▶ **Problem to solve**
An exact copy of every record is required.

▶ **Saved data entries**
============

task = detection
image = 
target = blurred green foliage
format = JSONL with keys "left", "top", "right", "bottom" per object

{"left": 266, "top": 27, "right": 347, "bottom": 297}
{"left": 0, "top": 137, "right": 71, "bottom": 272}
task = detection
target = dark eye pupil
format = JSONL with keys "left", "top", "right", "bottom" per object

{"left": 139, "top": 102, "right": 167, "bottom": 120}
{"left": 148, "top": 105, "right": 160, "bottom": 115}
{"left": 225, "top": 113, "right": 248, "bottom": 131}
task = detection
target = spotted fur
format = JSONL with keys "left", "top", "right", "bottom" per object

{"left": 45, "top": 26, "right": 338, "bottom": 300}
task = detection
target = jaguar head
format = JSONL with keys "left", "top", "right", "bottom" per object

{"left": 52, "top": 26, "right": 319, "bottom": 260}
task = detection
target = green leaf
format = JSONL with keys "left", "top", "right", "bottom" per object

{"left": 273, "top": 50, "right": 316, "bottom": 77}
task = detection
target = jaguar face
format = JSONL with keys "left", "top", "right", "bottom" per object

============

▶ **Your response**
task = detection
image = 
target = blurred green foliage
format = JSONL with keys "left", "top", "right", "bottom" per object

{"left": 266, "top": 27, "right": 347, "bottom": 297}
{"left": 0, "top": 137, "right": 71, "bottom": 272}
task = detection
target = dark eye pupil
format = JSONL with keys "left", "top", "right", "bottom" per object

{"left": 139, "top": 102, "right": 167, "bottom": 120}
{"left": 148, "top": 105, "right": 160, "bottom": 115}
{"left": 225, "top": 113, "right": 248, "bottom": 131}
task = detection
target = spotted fur
format = JSONL with keys "left", "top", "right", "bottom" per object

{"left": 45, "top": 26, "right": 338, "bottom": 300}
task = detection
target = jaguar head
format = JSONL with keys "left", "top", "right", "bottom" per object

{"left": 52, "top": 26, "right": 319, "bottom": 260}
task = detection
target = green leaf
format = JSONL with keys "left", "top", "right", "bottom" per object

{"left": 273, "top": 50, "right": 316, "bottom": 77}
task = detection
target = jaguar face
format = JSONL with keys "left", "top", "right", "bottom" per object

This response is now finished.